_TASK DETAILS_: Within the entries below, find the portion that opens with the line containing "negative clicks: (88, 151)" and closes with the line containing "box: [0, 130, 462, 259]". Retype that portion exactly and only.

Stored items

== Segment start ==

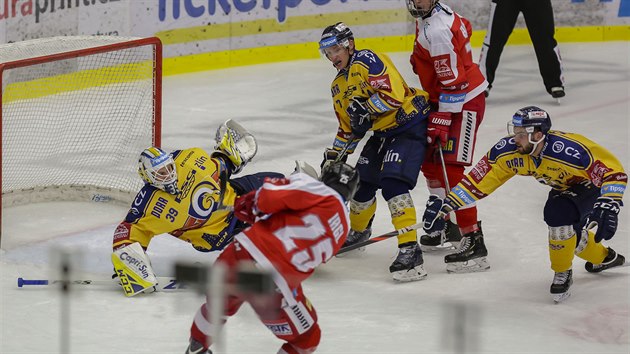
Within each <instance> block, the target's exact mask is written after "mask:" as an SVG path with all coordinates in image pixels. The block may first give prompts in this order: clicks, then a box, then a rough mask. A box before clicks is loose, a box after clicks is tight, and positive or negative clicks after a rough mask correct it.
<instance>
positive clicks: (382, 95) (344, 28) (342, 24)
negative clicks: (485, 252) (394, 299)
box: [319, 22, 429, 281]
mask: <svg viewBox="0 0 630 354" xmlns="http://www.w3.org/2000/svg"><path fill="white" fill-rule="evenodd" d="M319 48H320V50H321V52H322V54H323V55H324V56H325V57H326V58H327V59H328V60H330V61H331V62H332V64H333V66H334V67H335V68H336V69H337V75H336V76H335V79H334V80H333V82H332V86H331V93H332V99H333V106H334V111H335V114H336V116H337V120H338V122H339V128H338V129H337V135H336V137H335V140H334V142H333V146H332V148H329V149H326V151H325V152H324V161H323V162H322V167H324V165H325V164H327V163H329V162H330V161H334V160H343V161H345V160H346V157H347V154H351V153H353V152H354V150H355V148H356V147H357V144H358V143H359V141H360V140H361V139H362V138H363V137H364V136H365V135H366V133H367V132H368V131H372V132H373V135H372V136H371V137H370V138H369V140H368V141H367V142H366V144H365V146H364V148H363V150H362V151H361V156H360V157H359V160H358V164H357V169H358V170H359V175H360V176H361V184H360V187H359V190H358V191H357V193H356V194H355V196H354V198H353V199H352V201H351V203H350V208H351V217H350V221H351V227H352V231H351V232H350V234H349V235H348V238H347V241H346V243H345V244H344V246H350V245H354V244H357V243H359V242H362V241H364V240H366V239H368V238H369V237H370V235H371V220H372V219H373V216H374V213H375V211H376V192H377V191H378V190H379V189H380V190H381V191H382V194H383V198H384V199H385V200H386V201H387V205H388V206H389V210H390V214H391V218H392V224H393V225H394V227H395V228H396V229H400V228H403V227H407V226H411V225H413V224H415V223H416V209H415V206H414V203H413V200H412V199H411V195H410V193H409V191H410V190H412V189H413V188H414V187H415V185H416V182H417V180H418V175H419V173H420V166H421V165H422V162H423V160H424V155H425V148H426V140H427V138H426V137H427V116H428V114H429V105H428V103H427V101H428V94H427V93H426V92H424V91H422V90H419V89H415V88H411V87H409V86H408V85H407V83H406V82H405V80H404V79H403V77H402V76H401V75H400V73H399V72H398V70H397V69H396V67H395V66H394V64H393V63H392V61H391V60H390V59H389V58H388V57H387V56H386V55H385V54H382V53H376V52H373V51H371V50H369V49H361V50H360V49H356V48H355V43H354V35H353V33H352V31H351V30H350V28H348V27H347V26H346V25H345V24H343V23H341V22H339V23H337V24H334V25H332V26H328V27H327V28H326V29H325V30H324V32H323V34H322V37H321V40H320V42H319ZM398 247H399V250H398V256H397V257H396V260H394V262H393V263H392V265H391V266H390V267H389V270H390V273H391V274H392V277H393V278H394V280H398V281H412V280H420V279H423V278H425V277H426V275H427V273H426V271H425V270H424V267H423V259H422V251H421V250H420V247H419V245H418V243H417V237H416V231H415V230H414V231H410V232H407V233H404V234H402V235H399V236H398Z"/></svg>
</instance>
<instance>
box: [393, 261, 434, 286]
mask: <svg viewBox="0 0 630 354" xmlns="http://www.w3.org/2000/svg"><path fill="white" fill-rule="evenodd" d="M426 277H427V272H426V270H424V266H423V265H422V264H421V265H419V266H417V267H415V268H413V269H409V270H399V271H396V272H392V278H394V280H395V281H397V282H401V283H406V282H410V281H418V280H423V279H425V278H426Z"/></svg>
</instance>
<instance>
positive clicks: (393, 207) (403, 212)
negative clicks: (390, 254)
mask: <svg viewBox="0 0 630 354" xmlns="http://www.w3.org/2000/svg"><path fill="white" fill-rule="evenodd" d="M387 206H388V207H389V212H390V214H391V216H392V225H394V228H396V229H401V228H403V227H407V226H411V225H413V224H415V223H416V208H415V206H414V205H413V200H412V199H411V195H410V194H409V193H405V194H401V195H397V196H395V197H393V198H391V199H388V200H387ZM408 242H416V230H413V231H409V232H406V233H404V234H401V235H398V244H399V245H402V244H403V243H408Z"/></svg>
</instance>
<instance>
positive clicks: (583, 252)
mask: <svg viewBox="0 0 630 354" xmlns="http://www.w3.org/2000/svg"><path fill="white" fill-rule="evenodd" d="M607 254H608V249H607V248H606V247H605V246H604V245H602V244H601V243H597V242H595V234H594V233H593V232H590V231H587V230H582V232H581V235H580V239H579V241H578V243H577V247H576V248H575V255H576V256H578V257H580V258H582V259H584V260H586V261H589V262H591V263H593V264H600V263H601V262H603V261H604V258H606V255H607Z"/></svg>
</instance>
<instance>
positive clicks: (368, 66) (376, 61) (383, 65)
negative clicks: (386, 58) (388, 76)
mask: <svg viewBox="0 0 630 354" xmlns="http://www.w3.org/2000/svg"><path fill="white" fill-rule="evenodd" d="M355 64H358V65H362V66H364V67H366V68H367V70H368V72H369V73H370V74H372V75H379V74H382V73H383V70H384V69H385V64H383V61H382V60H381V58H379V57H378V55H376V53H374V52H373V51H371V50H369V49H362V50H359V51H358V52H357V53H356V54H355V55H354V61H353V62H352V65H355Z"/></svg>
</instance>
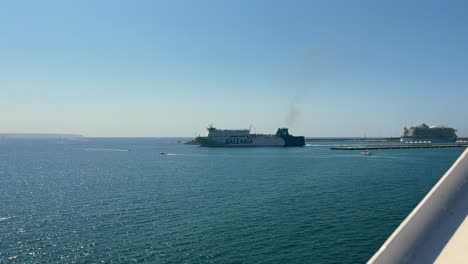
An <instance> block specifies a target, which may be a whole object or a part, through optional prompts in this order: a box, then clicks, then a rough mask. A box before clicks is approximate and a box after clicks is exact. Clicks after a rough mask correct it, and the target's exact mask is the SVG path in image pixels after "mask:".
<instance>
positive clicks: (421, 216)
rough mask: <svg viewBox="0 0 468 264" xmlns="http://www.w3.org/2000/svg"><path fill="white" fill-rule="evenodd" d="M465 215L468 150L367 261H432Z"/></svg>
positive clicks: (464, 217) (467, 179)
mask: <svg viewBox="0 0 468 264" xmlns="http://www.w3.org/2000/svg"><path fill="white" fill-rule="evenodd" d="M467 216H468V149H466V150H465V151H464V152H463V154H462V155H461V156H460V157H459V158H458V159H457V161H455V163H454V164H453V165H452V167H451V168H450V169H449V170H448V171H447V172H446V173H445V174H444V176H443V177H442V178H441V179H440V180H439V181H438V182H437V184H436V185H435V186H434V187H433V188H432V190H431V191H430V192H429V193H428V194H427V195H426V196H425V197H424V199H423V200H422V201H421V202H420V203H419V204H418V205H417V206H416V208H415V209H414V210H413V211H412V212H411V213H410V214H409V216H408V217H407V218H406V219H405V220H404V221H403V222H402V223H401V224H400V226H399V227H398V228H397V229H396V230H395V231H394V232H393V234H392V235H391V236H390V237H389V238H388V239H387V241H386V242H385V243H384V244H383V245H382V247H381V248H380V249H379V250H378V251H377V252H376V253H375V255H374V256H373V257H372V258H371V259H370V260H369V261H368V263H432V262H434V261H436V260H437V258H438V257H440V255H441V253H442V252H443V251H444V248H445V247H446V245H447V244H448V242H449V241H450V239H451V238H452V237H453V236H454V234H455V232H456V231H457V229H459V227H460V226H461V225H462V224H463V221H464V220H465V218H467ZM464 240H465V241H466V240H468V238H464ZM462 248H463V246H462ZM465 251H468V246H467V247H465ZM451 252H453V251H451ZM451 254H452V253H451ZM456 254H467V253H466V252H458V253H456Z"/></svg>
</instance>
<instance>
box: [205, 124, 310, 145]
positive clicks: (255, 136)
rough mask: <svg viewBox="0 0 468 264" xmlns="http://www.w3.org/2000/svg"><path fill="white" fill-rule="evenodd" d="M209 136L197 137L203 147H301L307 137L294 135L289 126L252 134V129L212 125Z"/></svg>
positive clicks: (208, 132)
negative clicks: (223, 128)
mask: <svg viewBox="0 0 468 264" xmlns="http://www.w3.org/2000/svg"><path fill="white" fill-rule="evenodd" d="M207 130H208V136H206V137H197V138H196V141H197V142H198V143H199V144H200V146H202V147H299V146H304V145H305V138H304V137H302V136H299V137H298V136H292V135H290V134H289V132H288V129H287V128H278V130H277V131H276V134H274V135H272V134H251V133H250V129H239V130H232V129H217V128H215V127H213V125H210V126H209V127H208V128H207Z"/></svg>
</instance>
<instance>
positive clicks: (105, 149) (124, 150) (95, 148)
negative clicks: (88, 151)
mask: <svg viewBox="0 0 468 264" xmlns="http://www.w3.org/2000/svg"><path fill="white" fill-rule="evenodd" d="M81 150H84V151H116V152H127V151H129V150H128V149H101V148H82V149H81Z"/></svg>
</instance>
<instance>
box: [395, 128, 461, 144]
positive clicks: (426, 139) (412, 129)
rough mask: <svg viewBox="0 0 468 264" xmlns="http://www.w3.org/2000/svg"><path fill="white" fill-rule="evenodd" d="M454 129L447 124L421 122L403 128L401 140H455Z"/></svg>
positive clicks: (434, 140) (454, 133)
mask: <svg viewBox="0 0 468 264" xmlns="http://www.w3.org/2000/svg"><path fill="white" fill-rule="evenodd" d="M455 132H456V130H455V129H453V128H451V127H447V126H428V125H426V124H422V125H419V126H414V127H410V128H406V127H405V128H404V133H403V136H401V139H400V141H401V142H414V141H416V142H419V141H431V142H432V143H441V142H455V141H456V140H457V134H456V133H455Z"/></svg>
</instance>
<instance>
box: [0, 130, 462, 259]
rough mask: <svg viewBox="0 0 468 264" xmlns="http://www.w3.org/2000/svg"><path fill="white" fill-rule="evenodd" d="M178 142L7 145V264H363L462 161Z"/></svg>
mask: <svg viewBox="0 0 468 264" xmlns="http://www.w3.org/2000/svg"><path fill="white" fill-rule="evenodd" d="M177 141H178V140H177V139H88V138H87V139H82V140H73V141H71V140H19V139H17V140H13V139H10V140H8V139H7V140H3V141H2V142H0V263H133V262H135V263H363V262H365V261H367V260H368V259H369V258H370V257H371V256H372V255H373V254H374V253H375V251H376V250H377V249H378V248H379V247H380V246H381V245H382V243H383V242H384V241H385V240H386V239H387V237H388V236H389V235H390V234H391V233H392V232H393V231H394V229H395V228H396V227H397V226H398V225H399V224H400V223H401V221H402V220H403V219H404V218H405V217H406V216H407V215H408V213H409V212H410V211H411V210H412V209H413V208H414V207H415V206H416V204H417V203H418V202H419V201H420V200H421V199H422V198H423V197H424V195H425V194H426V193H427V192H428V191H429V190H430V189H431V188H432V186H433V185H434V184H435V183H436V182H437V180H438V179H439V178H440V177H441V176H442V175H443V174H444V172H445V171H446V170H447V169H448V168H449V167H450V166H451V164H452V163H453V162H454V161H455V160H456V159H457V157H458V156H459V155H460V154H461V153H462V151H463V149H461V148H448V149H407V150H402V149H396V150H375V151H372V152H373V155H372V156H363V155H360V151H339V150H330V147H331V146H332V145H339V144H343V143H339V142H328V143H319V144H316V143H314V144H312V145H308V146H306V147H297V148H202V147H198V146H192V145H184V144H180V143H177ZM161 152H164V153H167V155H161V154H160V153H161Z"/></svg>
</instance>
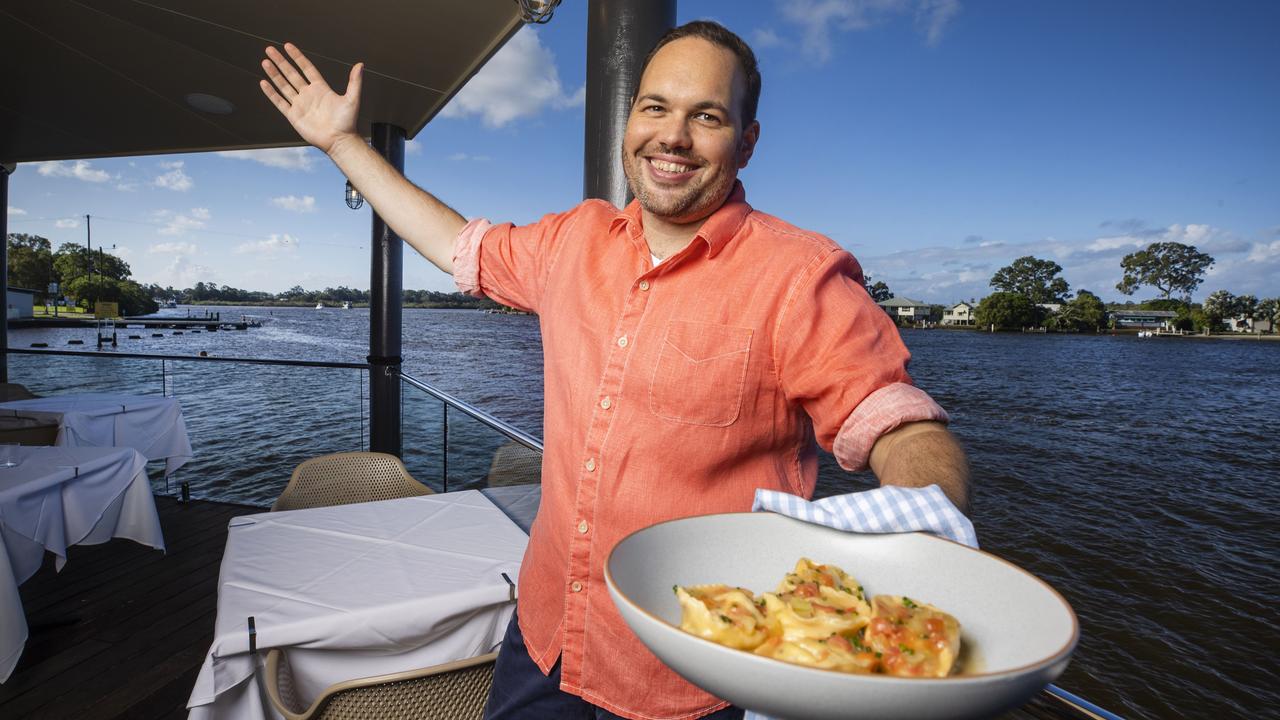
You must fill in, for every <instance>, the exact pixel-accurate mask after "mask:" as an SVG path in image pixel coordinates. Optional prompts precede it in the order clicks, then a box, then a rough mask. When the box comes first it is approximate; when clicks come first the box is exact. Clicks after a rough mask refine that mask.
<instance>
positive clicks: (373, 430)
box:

== Segment end ==

_OUTPUT FOR THIS TASK_:
negative clicks: (88, 151)
mask: <svg viewBox="0 0 468 264" xmlns="http://www.w3.org/2000/svg"><path fill="white" fill-rule="evenodd" d="M81 150H84V151H116V152H127V151H129V150H128V149H101V148H82V149H81Z"/></svg>
</instance>
<instance>
box: [395, 128, 461, 144]
positive clicks: (426, 139) (412, 129)
rough mask: <svg viewBox="0 0 468 264" xmlns="http://www.w3.org/2000/svg"><path fill="white" fill-rule="evenodd" d="M454 129L447 124L421 122L403 128L401 140H455Z"/></svg>
positive clicks: (434, 140) (454, 133)
mask: <svg viewBox="0 0 468 264" xmlns="http://www.w3.org/2000/svg"><path fill="white" fill-rule="evenodd" d="M455 132H456V130H455V129H453V128H451V127H447V126H428V125H426V124H422V125H419V126H414V127H410V128H406V127H405V128H404V133H403V136H401V139H400V141H401V142H414V141H416V142H419V141H431V142H432V143H441V142H455V141H456V140H457V134H456V133H455Z"/></svg>
</instance>
<instance>
box: [0, 130, 462, 259]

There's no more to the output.